▶ Written problem
Recast every line of the items below as a JSON list of strings, one string per line, omitting blank lines and leaving out the pictures.

▶ Items
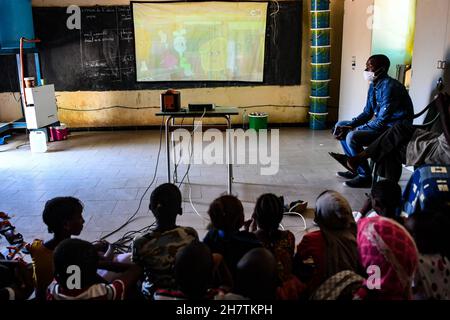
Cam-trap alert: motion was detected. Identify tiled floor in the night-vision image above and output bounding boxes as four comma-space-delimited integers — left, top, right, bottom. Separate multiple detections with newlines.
0, 128, 410, 250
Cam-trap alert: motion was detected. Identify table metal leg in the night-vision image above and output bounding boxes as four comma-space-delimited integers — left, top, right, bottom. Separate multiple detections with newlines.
171, 118, 178, 183
165, 116, 172, 183
225, 116, 233, 194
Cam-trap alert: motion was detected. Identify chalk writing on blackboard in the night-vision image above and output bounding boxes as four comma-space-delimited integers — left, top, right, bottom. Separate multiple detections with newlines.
80, 7, 134, 81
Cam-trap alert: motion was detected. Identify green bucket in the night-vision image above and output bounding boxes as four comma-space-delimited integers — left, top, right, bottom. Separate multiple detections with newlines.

▶ Task result
[
  "Cam-trap alert: motion was detected. Identify tiled floor in the night-vision image above and output bounding boxes as four comma-space-delimited integers — left, top, right, bottom. Separate multiple detections with newlines.",
  "0, 128, 410, 250",
  "Cam-trap alert: motion was detected. Identify table metal leg in the night-vision image above and output bounding boxes as four comma-space-delimited integers — left, top, right, bottom. Separate multiple detections with newlines.",
  "171, 118, 178, 183",
  "165, 116, 172, 183",
  "225, 116, 233, 194",
  "Cam-trap alert: motion was detected. Identify chalk writing on blackboard in the night-vision image above and output bounding boxes as four comma-space-delimited integers — left, top, right, bottom. Separate multiple detections with newlines.",
  "80, 7, 134, 81",
  "Cam-trap alert: motion was detected. Identify green bucket in the night-vision image above and output bounding boxes as four comma-space-delimited integers — left, top, right, bottom. Separate multiple detections with newlines."
]